[Contour labeling lines]
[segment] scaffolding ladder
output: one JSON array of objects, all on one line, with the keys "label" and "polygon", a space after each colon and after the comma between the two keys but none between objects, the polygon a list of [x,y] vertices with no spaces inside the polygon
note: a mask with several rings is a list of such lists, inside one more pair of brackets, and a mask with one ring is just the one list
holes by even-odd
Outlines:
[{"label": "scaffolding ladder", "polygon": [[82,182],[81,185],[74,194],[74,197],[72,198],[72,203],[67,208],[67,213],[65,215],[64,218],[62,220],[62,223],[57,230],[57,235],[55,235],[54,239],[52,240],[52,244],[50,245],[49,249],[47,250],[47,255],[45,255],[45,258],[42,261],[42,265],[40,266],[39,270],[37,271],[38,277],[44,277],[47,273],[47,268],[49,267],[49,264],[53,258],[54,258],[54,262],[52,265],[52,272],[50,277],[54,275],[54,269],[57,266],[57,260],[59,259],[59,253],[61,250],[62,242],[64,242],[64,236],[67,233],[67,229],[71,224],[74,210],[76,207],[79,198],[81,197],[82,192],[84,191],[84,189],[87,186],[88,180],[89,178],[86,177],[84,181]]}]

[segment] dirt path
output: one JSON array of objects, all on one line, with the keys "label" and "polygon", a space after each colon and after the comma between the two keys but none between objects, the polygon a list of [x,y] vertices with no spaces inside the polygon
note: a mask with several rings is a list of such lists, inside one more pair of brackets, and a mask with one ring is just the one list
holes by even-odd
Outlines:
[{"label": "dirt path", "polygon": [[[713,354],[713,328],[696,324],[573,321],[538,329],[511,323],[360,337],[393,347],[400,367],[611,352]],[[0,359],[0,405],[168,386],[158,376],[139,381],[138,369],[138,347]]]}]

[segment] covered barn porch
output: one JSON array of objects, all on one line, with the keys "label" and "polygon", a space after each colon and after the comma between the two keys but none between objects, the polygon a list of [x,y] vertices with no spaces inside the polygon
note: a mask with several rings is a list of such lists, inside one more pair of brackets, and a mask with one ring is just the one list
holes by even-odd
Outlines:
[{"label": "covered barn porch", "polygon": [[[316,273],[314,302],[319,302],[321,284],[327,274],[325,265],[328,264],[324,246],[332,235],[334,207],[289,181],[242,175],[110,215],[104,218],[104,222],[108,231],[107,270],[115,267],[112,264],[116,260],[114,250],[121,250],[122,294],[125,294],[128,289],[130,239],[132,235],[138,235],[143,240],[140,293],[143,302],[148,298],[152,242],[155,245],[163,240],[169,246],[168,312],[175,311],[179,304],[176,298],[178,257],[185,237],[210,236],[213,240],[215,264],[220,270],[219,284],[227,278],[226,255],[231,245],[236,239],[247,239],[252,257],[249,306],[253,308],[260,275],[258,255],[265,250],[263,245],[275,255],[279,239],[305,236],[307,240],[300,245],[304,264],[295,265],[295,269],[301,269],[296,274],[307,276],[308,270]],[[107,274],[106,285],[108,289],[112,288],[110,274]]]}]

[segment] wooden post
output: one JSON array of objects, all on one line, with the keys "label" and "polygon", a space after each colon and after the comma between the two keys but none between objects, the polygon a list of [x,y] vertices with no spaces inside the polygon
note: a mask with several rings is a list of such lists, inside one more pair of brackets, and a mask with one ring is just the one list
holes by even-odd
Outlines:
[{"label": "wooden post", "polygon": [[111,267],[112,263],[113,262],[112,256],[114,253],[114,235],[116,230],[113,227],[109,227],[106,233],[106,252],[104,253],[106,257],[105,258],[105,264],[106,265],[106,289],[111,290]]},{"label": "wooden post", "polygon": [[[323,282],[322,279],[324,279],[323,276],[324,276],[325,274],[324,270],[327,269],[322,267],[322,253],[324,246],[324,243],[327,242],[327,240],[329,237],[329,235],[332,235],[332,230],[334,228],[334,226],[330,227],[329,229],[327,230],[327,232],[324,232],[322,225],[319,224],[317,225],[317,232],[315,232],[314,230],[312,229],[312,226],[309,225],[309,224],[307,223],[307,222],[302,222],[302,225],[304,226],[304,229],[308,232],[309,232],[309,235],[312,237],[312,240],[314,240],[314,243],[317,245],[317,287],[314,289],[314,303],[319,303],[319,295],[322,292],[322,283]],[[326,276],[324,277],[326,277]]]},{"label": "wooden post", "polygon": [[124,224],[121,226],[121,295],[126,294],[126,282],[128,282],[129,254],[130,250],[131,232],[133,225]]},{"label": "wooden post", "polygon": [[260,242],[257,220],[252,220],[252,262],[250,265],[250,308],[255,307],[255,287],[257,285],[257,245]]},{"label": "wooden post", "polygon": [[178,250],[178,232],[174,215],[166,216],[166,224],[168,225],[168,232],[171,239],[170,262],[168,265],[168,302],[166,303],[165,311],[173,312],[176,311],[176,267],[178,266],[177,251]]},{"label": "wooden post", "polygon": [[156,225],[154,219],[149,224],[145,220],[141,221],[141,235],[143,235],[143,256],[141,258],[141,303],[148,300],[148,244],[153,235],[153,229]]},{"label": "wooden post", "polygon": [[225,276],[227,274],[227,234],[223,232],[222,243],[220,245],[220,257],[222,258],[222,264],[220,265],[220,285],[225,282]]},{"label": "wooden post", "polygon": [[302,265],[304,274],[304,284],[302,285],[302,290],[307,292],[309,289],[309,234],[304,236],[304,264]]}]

_What the task asks:_
Count the lines above that contain the string "segment" and give only the number.

_Task solution:_
4